Segment Open
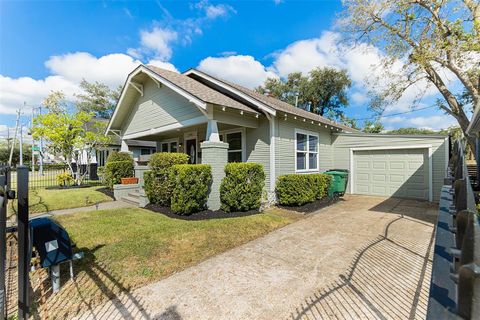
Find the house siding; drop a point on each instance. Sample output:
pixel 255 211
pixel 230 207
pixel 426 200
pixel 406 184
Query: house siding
pixel 285 146
pixel 258 147
pixel 157 108
pixel 342 143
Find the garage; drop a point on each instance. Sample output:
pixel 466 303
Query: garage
pixel 387 165
pixel 402 172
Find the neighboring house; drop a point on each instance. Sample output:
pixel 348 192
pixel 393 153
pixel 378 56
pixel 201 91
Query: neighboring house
pixel 216 121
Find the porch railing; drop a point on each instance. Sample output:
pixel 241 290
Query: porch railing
pixel 455 284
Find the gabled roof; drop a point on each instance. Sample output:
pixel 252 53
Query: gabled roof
pixel 196 92
pixel 200 90
pixel 275 104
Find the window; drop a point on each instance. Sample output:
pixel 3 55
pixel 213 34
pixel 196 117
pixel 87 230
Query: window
pixel 306 151
pixel 169 146
pixel 235 143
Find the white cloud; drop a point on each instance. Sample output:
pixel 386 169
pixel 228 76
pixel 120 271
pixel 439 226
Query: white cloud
pixel 66 73
pixel 241 69
pixel 163 65
pixel 157 41
pixel 431 122
pixel 214 11
pixel 110 69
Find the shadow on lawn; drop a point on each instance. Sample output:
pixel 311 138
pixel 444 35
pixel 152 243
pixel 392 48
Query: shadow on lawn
pixel 378 284
pixel 93 285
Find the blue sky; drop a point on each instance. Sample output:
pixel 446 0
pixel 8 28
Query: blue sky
pixel 53 45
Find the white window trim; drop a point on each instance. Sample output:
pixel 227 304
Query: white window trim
pixel 168 141
pixel 311 133
pixel 244 140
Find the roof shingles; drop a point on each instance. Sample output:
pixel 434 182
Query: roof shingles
pixel 200 90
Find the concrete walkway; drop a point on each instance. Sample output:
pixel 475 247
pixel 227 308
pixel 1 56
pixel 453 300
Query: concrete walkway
pixel 363 258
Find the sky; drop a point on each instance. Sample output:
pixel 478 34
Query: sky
pixel 53 45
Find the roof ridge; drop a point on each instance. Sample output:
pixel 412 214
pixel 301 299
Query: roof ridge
pixel 271 101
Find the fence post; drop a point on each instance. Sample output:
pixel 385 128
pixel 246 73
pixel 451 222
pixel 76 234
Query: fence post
pixel 23 242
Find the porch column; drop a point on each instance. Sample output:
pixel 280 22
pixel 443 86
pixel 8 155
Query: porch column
pixel 214 153
pixel 124 146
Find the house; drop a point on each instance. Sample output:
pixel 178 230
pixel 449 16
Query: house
pixel 216 121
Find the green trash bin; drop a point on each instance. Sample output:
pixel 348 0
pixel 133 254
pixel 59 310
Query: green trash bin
pixel 339 182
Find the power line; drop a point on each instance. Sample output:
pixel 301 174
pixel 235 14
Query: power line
pixel 398 113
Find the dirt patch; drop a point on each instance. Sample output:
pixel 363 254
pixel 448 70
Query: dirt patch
pixel 202 215
pixel 312 206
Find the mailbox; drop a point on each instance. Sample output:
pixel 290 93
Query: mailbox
pixel 51 241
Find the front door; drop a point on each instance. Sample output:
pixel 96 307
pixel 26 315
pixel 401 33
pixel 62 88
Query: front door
pixel 191 150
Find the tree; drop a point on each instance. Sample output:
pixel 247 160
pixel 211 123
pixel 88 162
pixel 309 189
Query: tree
pixel 437 39
pixel 55 102
pixel 97 98
pixel 72 136
pixel 5 154
pixel 372 126
pixel 411 130
pixel 323 91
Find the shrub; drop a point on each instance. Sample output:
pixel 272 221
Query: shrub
pixel 158 187
pixel 299 189
pixel 119 156
pixel 101 174
pixel 64 179
pixel 241 189
pixel 191 183
pixel 116 170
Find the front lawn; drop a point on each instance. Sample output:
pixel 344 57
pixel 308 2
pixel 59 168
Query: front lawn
pixel 43 200
pixel 127 248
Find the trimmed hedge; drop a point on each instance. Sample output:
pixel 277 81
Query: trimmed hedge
pixel 299 189
pixel 116 170
pixel 119 156
pixel 241 188
pixel 191 183
pixel 158 186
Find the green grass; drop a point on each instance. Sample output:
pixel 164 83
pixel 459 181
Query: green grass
pixel 128 248
pixel 43 200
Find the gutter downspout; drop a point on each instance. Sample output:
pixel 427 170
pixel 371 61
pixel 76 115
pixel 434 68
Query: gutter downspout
pixel 271 120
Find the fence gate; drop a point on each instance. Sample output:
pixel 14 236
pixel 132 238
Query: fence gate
pixel 6 193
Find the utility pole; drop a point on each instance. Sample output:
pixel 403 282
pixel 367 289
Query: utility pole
pixel 14 137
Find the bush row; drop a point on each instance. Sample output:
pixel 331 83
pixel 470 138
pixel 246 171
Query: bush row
pixel 172 182
pixel 299 189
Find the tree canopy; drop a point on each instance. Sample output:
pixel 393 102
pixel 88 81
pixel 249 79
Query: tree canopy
pixel 97 98
pixel 73 136
pixel 436 42
pixel 323 91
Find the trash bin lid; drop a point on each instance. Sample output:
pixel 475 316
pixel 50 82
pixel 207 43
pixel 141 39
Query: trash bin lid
pixel 337 173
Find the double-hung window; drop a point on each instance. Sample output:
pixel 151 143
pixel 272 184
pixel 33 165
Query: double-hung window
pixel 235 145
pixel 306 151
pixel 169 146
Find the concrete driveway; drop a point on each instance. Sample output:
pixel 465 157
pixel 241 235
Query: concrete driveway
pixel 362 258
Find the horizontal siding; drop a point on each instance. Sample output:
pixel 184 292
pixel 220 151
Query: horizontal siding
pixel 258 147
pixel 285 146
pixel 342 143
pixel 158 107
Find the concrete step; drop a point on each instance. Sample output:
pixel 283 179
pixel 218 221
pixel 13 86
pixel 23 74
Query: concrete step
pixel 132 200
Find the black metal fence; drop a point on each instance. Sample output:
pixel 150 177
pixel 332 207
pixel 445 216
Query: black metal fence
pixel 455 285
pixel 6 193
pixel 47 177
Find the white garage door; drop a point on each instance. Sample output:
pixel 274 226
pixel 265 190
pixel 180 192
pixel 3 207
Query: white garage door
pixel 398 173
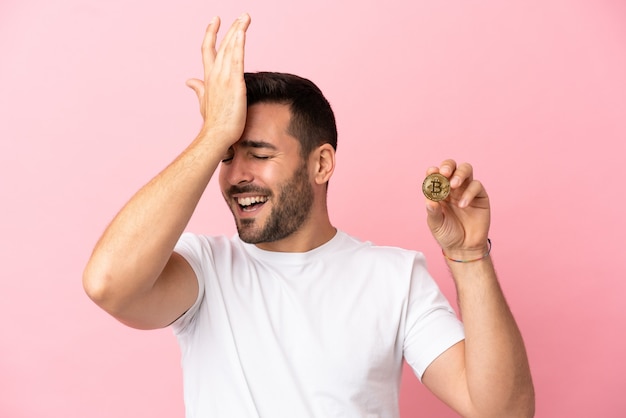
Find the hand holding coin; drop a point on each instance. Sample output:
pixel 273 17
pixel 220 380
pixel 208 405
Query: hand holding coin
pixel 436 187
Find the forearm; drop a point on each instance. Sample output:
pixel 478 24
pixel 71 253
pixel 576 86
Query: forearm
pixel 496 365
pixel 137 244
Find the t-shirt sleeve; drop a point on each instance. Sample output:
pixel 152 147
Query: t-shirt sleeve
pixel 190 247
pixel 432 326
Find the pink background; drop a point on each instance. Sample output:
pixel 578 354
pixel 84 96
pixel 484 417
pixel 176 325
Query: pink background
pixel 533 93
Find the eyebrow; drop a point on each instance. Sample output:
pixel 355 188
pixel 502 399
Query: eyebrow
pixel 249 143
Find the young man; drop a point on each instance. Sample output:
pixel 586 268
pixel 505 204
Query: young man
pixel 291 317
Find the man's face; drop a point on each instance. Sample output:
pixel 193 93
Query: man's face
pixel 263 178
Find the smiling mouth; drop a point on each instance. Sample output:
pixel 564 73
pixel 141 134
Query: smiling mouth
pixel 251 203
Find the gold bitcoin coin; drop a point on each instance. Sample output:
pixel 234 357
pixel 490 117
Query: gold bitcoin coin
pixel 436 187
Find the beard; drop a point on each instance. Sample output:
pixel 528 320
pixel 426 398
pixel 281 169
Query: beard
pixel 290 210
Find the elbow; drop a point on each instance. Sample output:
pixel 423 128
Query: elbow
pixel 96 285
pixel 104 289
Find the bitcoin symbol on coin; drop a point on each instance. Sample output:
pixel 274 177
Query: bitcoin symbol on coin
pixel 436 187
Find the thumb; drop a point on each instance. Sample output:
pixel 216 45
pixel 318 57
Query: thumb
pixel 434 215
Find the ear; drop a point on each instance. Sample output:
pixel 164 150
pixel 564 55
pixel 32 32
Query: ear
pixel 323 163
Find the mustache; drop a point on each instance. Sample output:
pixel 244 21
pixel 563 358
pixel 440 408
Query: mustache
pixel 248 188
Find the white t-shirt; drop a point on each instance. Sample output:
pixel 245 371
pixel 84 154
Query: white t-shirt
pixel 315 334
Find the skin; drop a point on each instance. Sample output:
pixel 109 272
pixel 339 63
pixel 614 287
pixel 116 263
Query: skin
pixel 134 274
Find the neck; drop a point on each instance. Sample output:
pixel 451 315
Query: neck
pixel 315 232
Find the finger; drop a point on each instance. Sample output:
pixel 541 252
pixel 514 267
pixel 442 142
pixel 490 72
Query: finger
pixel 474 190
pixel 447 167
pixel 434 215
pixel 208 45
pixel 196 85
pixel 464 173
pixel 231 49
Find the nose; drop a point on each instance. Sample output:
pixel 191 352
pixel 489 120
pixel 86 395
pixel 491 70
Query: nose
pixel 236 171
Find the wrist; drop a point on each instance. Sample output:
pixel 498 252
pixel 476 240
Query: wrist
pixel 467 256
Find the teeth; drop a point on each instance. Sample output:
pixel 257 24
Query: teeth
pixel 247 201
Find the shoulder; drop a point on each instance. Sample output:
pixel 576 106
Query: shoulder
pixel 369 250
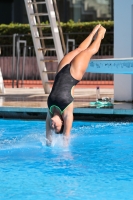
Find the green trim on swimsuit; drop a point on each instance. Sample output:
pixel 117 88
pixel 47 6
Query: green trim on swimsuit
pixel 61 111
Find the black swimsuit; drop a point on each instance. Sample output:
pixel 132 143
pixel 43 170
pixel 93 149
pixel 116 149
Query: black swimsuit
pixel 60 95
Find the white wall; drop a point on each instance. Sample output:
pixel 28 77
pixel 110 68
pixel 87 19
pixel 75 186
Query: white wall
pixel 123 47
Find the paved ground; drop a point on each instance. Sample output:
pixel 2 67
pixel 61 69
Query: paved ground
pixel 32 103
pixel 36 97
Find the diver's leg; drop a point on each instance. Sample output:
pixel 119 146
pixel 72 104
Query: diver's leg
pixel 84 45
pixel 80 62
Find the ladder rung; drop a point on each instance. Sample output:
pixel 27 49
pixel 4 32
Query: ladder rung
pixel 41 26
pixel 47 49
pixel 49 72
pixel 41 2
pixel 49 82
pixel 39 14
pixel 45 38
pixel 50 60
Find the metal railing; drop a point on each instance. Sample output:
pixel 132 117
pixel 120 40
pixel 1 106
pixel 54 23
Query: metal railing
pixel 28 75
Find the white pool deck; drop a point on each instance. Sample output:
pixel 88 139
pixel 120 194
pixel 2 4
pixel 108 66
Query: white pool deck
pixel 35 101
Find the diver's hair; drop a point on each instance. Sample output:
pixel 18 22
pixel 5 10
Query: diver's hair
pixel 61 130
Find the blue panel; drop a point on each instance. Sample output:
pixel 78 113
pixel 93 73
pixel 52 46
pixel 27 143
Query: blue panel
pixel 111 66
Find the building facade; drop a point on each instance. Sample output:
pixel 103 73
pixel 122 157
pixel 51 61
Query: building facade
pixel 76 10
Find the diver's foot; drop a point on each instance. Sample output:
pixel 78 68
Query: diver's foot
pixel 101 32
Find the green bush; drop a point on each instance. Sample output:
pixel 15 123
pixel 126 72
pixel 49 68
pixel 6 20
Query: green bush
pixel 77 31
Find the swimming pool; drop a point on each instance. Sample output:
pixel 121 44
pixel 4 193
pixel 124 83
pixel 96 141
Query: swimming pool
pixel 98 164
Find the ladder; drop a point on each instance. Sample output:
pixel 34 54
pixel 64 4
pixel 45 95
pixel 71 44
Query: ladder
pixel 40 39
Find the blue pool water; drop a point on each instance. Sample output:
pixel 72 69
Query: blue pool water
pixel 97 165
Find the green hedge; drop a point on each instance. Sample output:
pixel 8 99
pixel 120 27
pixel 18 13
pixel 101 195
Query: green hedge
pixel 77 30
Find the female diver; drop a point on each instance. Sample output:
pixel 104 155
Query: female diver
pixel 70 71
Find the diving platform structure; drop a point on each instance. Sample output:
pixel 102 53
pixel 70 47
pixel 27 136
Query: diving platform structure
pixel 122 68
pixel 41 38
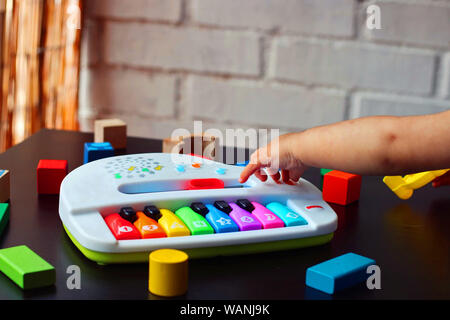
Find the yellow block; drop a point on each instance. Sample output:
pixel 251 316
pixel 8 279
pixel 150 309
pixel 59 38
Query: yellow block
pixel 168 272
pixel 404 187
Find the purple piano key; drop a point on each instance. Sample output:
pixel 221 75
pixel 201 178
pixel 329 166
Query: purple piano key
pixel 243 218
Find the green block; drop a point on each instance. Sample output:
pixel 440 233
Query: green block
pixel 26 268
pixel 322 173
pixel 4 216
pixel 195 222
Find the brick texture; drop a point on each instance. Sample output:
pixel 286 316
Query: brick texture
pixel 176 48
pixel 288 64
pixel 159 10
pixel 425 24
pixel 128 92
pixel 445 77
pixel 326 17
pixel 367 104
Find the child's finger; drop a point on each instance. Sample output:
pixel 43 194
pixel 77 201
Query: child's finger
pixel 276 177
pixel 295 174
pixel 442 180
pixel 250 169
pixel 285 176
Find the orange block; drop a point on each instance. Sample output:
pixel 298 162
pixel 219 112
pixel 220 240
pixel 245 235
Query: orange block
pixel 148 227
pixel 341 187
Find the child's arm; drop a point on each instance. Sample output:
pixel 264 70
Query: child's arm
pixel 379 145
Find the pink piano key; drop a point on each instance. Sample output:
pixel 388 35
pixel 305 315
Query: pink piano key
pixel 245 220
pixel 267 218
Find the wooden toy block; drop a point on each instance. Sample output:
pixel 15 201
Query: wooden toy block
pixel 94 151
pixel 113 131
pixel 341 187
pixel 168 272
pixel 323 172
pixel 50 174
pixel 4 185
pixel 338 273
pixel 201 145
pixel 404 187
pixel 4 216
pixel 27 269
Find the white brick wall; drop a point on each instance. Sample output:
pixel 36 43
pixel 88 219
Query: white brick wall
pixel 354 65
pixel 117 91
pixel 326 17
pixel 414 23
pixel 288 64
pixel 157 10
pixel 168 47
pixel 255 104
pixel 445 83
pixel 370 104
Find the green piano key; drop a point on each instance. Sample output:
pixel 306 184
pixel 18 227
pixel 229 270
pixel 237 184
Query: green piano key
pixel 195 222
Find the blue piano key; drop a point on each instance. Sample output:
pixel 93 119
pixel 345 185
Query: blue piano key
pixel 220 221
pixel 338 273
pixel 289 217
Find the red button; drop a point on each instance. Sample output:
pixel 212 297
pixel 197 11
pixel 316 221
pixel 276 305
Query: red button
pixel 121 228
pixel 314 207
pixel 198 184
pixel 148 227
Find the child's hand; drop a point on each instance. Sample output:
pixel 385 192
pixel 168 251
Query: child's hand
pixel 276 155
Segment Closed
* Your assignment
Repeat, word for word, the lines above between the line holding "pixel 93 149" and the line holding "Find the green hedge;", inclusive; omit everything else.

* Result
pixel 93 149
pixel 116 149
Query: black swimsuit
pixel 60 95
Find the white wall; drop a point on each instance. Sample output:
pixel 28 77
pixel 110 68
pixel 87 19
pixel 75 186
Query: white wall
pixel 123 47
Find the paved ground; drop a point on each instance. Sample output:
pixel 2 67
pixel 61 69
Query: paved ground
pixel 32 103
pixel 36 97
Find the diver's leg; drop a point on each instance. Sample output:
pixel 119 146
pixel 72 104
Query: diver's leg
pixel 84 45
pixel 80 62
Find the ladder rung; drop a point on each instance. Sample output:
pixel 27 49
pixel 4 32
Query: ladder rung
pixel 41 26
pixel 47 49
pixel 49 72
pixel 41 2
pixel 49 82
pixel 39 14
pixel 45 38
pixel 50 60
Find the metal railing; drop a point on each instance. Sample output:
pixel 132 117
pixel 120 40
pixel 1 106
pixel 54 23
Query: metal railing
pixel 28 75
Find the white pool deck; drop a point on each instance. Sample output:
pixel 88 139
pixel 120 194
pixel 2 4
pixel 108 66
Query: white pool deck
pixel 35 101
Find the diver's hair; drop a point on each instance. Sample output:
pixel 18 22
pixel 5 10
Query: diver's hair
pixel 61 130
Find the blue panel; drop a point on each instance. Sample output:
pixel 78 113
pixel 93 73
pixel 52 46
pixel 27 143
Query: blue panel
pixel 111 66
Find the building facade; drop a point on each instance. Sample output:
pixel 103 73
pixel 122 157
pixel 51 61
Query: building facade
pixel 76 10
Find the diver's foot; drop a point on each instance. Sample output:
pixel 78 68
Query: diver's foot
pixel 101 32
Find the green bush; drop a point on each instance. Sample output:
pixel 15 123
pixel 126 72
pixel 49 68
pixel 6 20
Query: green bush
pixel 77 31
Find the swimming pool; drop a point on each instance. Sample output:
pixel 121 44
pixel 4 193
pixel 124 83
pixel 96 141
Query: swimming pool
pixel 98 164
Find the ladder; drop a point on each instance. Sample output:
pixel 34 54
pixel 64 4
pixel 45 95
pixel 71 44
Query: ladder
pixel 40 39
Find the blue pool water; drop a point on each instance. Sample output:
pixel 72 69
Query: blue pool water
pixel 97 165
Find the green hedge; drop a point on each instance. Sample output:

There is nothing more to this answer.